What this task involves »
Copy out the line containing "the black cap" and each line after it, through the last one in the material, exactly as written.

Pointing dataset records:
[start]

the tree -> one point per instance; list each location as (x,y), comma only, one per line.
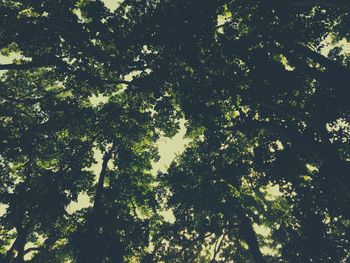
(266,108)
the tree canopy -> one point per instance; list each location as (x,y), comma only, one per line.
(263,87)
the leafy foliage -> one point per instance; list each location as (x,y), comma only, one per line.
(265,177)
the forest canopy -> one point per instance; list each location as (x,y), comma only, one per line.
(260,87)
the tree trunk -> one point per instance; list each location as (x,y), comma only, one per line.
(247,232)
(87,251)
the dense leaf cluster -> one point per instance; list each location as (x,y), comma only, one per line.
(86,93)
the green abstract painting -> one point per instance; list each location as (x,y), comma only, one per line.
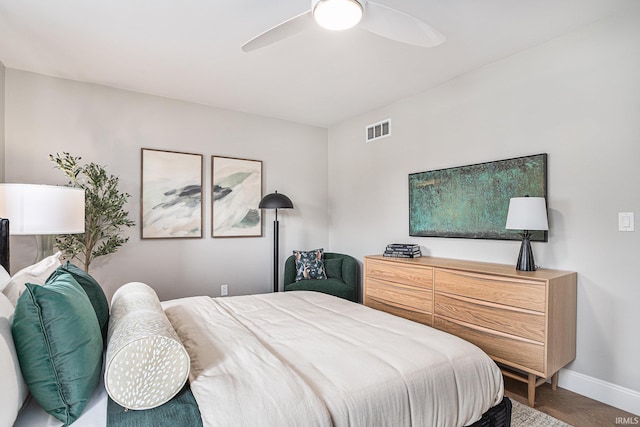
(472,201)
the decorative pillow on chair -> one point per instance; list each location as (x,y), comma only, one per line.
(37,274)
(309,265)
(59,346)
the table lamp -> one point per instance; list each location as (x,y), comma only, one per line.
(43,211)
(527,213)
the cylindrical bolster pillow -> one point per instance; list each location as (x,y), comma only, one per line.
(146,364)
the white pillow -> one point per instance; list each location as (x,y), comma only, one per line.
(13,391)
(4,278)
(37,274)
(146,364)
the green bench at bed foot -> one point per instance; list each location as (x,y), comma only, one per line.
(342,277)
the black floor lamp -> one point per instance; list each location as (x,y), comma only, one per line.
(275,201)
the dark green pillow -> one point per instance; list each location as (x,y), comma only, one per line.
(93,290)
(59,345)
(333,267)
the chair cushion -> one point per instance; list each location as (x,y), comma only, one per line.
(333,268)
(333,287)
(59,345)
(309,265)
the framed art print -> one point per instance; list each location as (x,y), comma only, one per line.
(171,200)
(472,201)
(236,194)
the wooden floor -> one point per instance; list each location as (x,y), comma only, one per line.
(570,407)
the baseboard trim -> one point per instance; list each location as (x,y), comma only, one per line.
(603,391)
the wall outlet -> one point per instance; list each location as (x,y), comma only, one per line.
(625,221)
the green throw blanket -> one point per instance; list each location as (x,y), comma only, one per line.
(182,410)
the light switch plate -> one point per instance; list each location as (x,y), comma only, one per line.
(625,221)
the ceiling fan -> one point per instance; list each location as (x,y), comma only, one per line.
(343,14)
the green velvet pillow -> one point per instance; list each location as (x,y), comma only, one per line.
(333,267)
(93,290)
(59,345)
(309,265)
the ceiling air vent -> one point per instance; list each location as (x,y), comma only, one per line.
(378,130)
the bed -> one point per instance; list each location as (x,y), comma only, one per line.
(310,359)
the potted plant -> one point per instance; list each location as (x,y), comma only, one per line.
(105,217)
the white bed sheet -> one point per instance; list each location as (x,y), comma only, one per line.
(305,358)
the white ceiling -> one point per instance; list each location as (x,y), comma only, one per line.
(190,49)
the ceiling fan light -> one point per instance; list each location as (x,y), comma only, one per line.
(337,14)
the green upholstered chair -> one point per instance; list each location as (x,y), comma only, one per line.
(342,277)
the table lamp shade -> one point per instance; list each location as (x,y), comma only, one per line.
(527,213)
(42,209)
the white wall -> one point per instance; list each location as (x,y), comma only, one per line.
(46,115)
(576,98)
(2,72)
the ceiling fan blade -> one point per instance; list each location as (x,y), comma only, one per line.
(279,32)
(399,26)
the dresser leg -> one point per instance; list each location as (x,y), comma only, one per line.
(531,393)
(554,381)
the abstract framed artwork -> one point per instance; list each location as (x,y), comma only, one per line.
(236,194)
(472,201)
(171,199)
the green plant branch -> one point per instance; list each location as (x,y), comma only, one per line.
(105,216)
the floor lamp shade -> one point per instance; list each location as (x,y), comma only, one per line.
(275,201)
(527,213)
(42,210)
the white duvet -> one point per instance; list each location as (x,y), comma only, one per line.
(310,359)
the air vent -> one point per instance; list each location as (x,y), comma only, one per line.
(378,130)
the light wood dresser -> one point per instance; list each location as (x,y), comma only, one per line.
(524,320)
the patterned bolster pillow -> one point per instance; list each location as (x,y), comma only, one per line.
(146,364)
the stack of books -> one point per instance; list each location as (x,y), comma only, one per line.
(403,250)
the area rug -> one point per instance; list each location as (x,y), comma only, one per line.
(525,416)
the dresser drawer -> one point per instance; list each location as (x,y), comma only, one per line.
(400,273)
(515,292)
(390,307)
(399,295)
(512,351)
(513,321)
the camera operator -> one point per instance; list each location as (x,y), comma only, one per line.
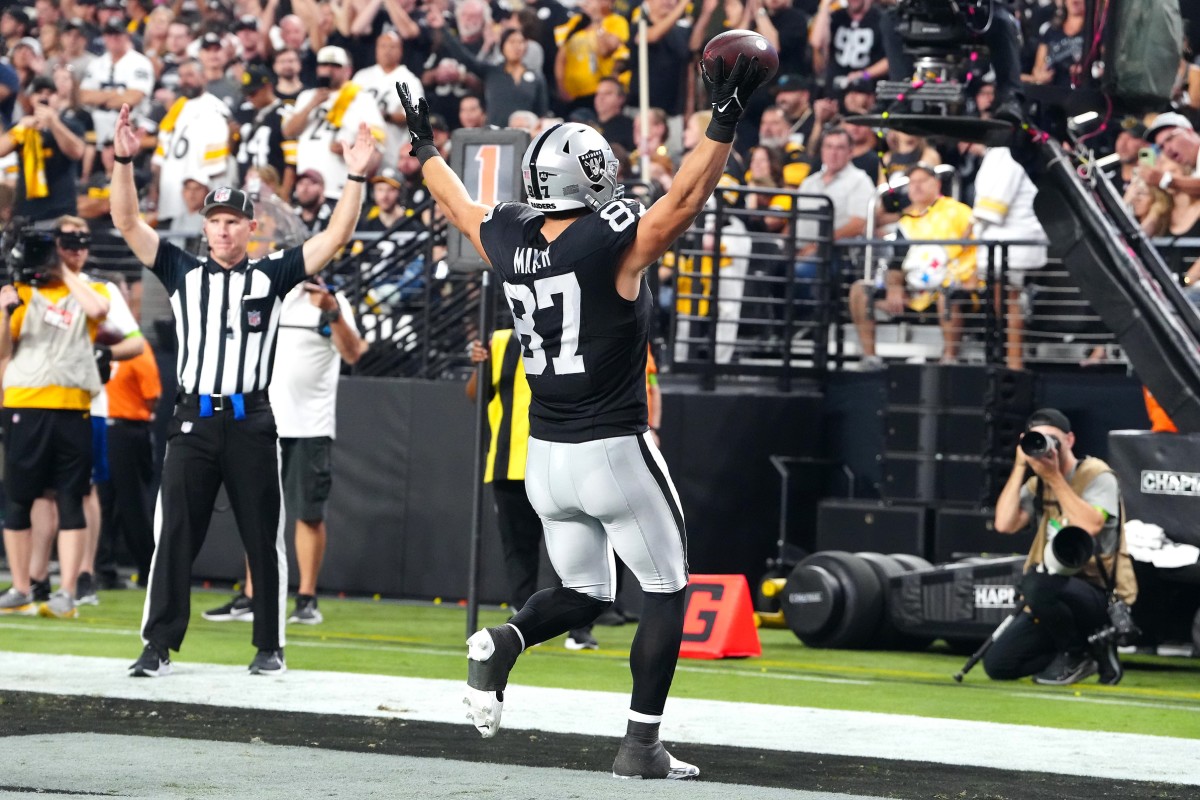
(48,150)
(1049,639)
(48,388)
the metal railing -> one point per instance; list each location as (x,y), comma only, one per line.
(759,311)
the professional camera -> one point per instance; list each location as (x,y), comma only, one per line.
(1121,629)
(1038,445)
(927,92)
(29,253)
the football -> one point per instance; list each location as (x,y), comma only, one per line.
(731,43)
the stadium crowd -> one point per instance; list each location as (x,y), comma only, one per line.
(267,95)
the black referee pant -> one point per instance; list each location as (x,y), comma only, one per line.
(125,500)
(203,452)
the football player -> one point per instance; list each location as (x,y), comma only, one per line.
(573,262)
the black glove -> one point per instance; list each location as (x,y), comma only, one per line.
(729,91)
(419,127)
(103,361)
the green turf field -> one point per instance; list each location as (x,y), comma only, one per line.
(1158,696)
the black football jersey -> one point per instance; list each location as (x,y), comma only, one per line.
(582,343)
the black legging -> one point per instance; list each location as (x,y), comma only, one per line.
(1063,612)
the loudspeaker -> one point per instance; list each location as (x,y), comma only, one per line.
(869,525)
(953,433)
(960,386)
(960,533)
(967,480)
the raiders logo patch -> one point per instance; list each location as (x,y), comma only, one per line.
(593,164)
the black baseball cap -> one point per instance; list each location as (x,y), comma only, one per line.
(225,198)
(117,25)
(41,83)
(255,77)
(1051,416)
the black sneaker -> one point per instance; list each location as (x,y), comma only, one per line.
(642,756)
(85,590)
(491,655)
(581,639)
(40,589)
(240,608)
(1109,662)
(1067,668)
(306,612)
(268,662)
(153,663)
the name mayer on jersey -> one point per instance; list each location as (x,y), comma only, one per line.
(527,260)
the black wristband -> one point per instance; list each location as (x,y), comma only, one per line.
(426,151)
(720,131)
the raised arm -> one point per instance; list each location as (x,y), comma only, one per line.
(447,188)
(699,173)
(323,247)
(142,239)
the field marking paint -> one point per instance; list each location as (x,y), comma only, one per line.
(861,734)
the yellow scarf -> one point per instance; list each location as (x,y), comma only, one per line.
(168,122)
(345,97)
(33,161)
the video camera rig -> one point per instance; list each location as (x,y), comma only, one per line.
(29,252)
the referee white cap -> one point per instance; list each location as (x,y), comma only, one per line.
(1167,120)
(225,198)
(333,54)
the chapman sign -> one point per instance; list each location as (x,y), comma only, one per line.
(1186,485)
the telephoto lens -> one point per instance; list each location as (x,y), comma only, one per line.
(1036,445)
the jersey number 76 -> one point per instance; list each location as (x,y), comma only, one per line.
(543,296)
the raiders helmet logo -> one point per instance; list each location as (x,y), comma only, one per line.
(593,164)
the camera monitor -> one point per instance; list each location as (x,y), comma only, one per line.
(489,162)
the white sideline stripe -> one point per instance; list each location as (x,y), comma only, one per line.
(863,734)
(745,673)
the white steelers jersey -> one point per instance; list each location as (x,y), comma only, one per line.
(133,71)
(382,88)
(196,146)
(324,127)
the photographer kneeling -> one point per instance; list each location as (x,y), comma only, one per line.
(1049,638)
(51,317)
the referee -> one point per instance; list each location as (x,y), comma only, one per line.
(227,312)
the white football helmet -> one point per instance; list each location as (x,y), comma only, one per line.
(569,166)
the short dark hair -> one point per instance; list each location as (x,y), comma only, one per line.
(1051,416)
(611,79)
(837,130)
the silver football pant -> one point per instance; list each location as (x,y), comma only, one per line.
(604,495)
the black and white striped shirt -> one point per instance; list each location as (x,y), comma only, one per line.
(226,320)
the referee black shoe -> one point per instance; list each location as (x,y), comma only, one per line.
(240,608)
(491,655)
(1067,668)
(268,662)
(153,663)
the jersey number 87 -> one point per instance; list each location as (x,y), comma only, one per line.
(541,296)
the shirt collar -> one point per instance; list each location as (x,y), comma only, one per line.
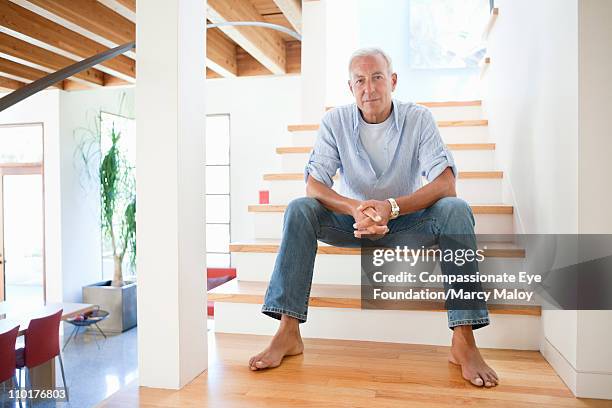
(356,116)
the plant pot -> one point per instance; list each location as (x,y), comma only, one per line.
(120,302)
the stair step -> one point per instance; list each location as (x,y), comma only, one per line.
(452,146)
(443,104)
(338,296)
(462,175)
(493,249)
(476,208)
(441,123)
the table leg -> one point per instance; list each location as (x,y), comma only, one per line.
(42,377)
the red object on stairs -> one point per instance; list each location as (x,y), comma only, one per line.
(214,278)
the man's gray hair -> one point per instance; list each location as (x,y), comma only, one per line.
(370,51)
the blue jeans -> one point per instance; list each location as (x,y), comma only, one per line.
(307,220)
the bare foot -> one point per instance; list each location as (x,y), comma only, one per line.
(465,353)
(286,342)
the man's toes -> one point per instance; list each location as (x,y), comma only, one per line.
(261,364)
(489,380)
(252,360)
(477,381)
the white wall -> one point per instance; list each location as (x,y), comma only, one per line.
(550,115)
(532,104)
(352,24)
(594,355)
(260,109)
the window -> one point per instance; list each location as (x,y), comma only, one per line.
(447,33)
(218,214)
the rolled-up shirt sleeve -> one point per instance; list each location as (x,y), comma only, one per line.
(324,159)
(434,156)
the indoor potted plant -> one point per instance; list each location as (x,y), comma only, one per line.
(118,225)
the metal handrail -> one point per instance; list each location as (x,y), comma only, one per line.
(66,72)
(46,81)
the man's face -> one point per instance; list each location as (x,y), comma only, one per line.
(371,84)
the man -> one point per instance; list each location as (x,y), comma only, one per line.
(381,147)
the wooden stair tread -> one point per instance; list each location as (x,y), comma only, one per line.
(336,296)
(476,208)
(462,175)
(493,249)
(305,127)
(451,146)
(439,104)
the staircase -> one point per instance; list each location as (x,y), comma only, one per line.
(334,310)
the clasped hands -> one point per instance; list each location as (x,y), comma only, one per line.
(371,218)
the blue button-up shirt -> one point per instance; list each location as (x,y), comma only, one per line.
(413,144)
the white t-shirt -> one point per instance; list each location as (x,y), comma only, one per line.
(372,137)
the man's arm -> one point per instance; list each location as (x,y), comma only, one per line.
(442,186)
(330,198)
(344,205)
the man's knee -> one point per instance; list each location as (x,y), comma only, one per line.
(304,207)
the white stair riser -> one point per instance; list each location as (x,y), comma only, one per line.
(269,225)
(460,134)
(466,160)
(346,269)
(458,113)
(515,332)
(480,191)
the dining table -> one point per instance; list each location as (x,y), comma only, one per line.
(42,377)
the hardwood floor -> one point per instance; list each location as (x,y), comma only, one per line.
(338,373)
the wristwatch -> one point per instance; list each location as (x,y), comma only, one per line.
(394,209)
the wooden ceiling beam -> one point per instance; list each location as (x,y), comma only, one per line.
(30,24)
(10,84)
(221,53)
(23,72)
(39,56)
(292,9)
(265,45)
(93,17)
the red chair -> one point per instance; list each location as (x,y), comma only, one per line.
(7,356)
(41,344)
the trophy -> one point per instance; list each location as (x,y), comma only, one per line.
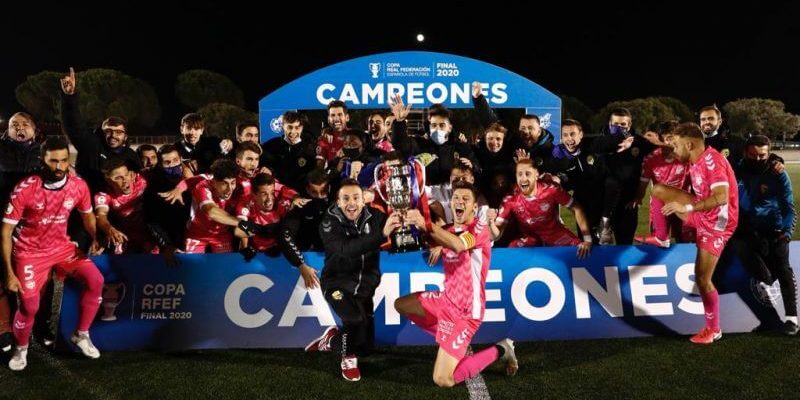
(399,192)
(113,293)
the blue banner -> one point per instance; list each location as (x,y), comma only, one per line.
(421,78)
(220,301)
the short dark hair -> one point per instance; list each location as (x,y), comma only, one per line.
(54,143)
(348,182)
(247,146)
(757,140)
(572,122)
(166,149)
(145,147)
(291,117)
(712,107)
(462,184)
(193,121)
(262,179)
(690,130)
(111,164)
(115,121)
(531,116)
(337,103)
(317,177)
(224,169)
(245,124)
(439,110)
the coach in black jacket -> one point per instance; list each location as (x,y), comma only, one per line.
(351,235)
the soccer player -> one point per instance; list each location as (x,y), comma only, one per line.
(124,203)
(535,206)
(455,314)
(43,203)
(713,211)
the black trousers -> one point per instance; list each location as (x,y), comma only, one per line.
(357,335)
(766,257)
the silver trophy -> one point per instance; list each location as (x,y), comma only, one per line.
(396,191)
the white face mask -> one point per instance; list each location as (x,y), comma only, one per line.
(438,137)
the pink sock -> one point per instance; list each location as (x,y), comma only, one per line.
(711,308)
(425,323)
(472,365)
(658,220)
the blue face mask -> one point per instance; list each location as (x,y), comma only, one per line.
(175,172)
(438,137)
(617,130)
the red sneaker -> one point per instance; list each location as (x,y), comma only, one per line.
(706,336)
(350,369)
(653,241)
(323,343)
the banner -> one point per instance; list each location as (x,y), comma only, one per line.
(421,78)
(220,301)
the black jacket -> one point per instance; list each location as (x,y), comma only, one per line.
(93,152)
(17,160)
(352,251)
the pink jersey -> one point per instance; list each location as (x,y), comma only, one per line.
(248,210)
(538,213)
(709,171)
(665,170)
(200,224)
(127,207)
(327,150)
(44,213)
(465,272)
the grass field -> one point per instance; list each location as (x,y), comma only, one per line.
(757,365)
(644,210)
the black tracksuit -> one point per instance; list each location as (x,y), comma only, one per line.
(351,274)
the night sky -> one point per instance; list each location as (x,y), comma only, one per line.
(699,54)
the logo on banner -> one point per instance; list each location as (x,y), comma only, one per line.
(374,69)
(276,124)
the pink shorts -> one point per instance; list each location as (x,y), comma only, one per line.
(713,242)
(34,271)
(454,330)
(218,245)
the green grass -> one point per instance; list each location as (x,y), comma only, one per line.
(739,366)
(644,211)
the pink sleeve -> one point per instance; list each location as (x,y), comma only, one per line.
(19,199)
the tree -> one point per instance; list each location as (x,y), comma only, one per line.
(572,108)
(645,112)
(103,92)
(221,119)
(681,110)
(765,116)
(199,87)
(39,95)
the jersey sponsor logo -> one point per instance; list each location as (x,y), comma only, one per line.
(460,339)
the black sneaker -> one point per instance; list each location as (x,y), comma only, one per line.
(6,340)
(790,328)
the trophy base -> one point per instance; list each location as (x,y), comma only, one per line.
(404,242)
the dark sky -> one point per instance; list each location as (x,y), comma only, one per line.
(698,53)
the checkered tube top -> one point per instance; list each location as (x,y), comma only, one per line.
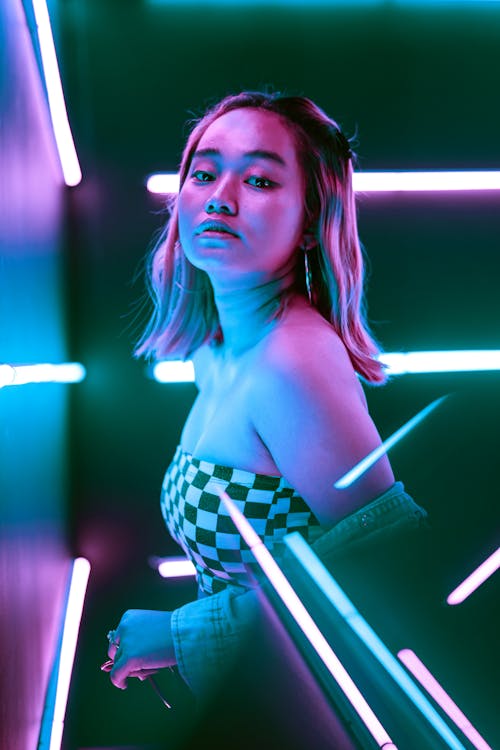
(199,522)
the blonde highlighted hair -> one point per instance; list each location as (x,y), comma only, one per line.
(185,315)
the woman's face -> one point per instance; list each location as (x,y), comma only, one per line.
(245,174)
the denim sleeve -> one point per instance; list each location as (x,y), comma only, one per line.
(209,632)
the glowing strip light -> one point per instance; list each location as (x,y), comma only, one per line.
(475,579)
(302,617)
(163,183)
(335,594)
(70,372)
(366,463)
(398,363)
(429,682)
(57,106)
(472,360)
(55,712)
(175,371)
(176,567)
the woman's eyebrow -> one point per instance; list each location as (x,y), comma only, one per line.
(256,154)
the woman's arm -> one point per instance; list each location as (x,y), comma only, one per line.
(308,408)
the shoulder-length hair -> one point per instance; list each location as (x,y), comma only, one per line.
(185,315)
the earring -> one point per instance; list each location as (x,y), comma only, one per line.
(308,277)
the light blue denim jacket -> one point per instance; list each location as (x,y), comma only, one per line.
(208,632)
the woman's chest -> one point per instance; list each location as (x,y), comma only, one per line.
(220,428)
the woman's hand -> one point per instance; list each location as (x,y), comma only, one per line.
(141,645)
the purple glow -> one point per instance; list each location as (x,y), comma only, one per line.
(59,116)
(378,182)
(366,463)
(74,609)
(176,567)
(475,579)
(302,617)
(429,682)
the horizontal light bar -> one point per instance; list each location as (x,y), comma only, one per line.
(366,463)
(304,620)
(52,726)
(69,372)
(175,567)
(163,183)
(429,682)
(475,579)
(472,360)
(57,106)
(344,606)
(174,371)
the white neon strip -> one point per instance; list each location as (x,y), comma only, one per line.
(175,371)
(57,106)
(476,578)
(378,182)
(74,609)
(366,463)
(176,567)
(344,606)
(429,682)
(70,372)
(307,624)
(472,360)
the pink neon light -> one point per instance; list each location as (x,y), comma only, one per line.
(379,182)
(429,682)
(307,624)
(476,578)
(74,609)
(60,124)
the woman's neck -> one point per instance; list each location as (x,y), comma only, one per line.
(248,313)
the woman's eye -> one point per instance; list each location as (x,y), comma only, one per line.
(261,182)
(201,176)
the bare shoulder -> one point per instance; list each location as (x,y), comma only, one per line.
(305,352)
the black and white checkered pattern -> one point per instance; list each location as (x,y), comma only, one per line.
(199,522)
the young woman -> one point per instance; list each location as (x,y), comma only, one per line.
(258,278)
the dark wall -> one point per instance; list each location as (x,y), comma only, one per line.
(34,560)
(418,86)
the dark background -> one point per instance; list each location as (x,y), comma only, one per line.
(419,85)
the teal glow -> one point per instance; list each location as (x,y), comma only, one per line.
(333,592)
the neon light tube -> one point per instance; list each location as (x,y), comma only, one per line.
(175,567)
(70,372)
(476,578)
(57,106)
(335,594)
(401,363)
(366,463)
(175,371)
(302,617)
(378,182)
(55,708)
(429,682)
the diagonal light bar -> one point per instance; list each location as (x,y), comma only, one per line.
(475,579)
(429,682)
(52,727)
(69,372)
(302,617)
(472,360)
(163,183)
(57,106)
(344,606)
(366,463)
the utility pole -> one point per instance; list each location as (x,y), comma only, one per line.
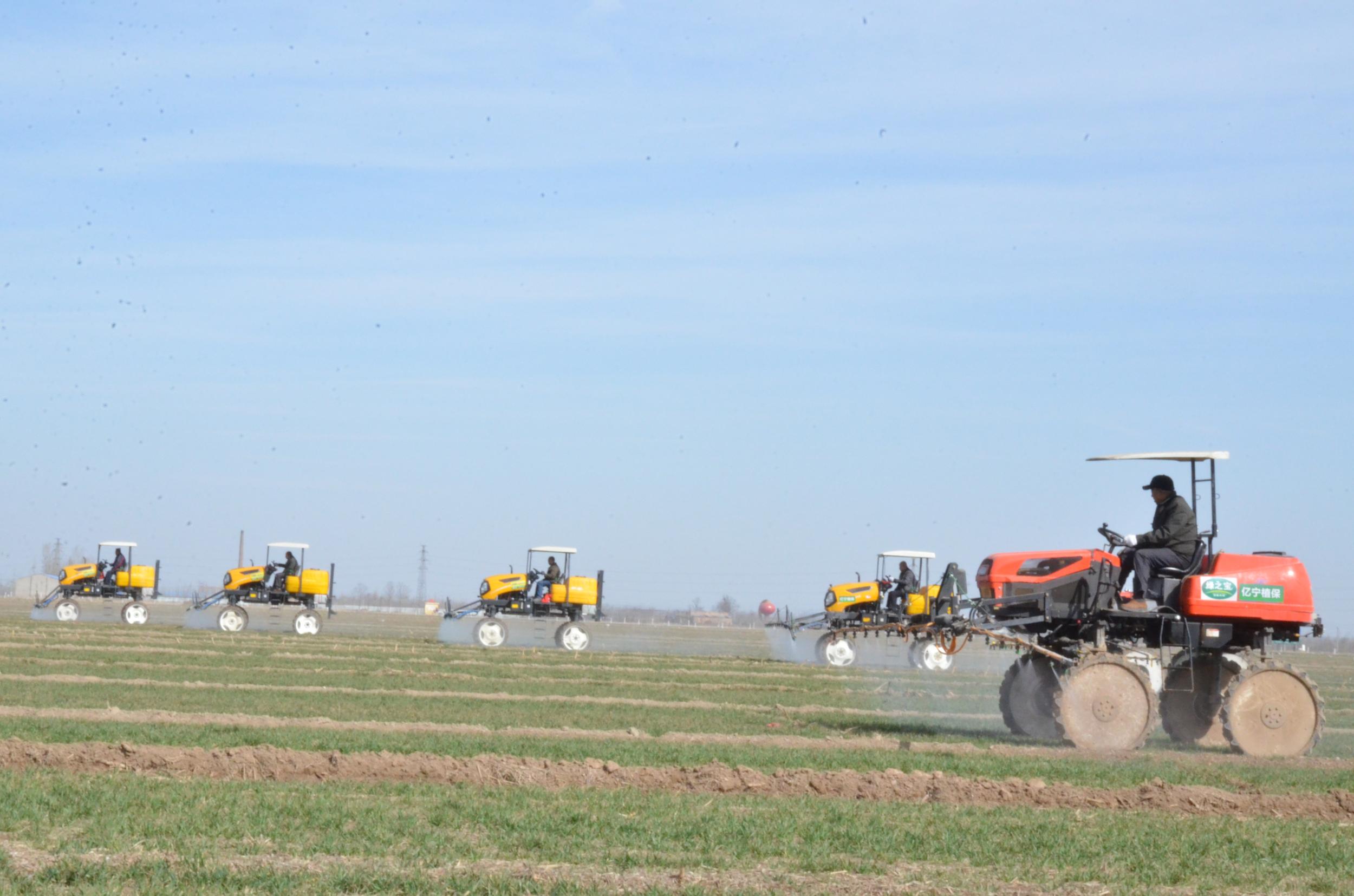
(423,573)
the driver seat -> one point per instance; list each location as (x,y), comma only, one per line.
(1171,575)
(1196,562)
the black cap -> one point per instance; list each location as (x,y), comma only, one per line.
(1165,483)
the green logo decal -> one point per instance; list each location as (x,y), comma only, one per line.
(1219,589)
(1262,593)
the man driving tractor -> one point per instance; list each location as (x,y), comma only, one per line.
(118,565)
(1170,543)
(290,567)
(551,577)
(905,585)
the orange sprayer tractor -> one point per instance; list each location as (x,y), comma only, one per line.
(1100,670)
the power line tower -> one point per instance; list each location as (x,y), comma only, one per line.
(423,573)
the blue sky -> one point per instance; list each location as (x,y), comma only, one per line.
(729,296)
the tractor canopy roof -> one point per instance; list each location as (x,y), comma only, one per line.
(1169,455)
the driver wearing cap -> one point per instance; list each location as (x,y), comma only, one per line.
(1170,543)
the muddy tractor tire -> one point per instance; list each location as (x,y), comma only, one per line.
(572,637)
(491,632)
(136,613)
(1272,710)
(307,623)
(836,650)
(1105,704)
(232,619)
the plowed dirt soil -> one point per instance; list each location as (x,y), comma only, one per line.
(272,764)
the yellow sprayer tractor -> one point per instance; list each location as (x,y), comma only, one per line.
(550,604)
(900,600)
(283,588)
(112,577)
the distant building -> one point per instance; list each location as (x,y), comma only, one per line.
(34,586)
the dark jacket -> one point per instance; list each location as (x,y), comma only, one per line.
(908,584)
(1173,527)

[end]

Final answer »
the black cap -> one point per instance; list each location as (x,y), comma only, one per line.
(1165,483)
the green logo decal -> one point per instance; list each location as (x,y), comma only, one per line.
(1219,589)
(1262,593)
the man driving tractor -> one point per instance; list each location as (x,y), comma only, one per line.
(118,565)
(1170,543)
(290,567)
(551,577)
(905,585)
the orange sprayer tractor -> one point per instance; list each location as (x,y), comma only, one per line.
(1100,670)
the power line tower -> one point per instance; list each location as (x,y), comma only, one per line.
(423,573)
the blue sky -> one point per instance; list each location as (x,y), comma only, one per line.
(729,296)
the tractor canopy roof -> one point per instance; list each location as (x,y), comma only, one per line.
(1169,455)
the driver wearing cap -> one point per instance; list each location as (x,y), comma only, one per line.
(1170,543)
the muddy tractor tire -> one point per instance; list each location as (x,y), comma only, one per line.
(572,637)
(491,632)
(136,613)
(1272,710)
(307,623)
(836,650)
(1105,704)
(232,619)
the plowed dirt soil -> one point per instance; list each location as (x,y), comma only, one per line.
(272,764)
the yellow sprayer tractor -> one point per instance; list each location as (x,y), comma only, one per line.
(550,604)
(900,600)
(283,588)
(112,577)
the distant building -> one point per instance; list each location as (x,y), comma only, one per line.
(34,586)
the dark jacket -> one point per instance; list each location as (x,y), comma only, one per line.
(908,584)
(1173,527)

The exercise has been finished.